Your answer must be an exact copy of every record below.

___

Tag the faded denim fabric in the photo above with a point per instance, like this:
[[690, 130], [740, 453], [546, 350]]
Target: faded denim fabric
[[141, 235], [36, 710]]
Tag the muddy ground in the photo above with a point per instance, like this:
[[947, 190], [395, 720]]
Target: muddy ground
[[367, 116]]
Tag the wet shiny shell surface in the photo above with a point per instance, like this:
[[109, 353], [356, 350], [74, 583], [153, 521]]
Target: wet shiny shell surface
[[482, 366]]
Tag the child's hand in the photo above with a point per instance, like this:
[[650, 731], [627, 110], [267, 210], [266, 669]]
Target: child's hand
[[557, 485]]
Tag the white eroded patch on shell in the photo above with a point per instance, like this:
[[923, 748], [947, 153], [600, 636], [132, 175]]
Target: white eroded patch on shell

___

■ **Result of this exercise**:
Tag the faded denim fabric in the photo above with a point per instance, like this:
[[690, 130], [740, 453], [546, 350]]
Target: faded denim fabric
[[141, 235], [36, 710]]
Tag the muddy ground in the photo above with a point per instance, like this:
[[947, 190], [395, 720]]
Target: muddy ground
[[367, 116]]
Tag the wet shiny shell surface in the photo above with a point per instance, like this:
[[109, 353], [356, 350], [74, 583], [153, 521]]
Target: wet shiny shell surface
[[482, 366]]
Tag the child's hand in the photo above with a point per instance, like this:
[[650, 731], [627, 110], [267, 210], [266, 669]]
Target: child's hand
[[557, 485]]
Tag the white eroded patch on shell in the photo above with a point per instance, like this:
[[923, 748], [947, 153], [600, 636], [132, 175]]
Target: white eroded patch on shell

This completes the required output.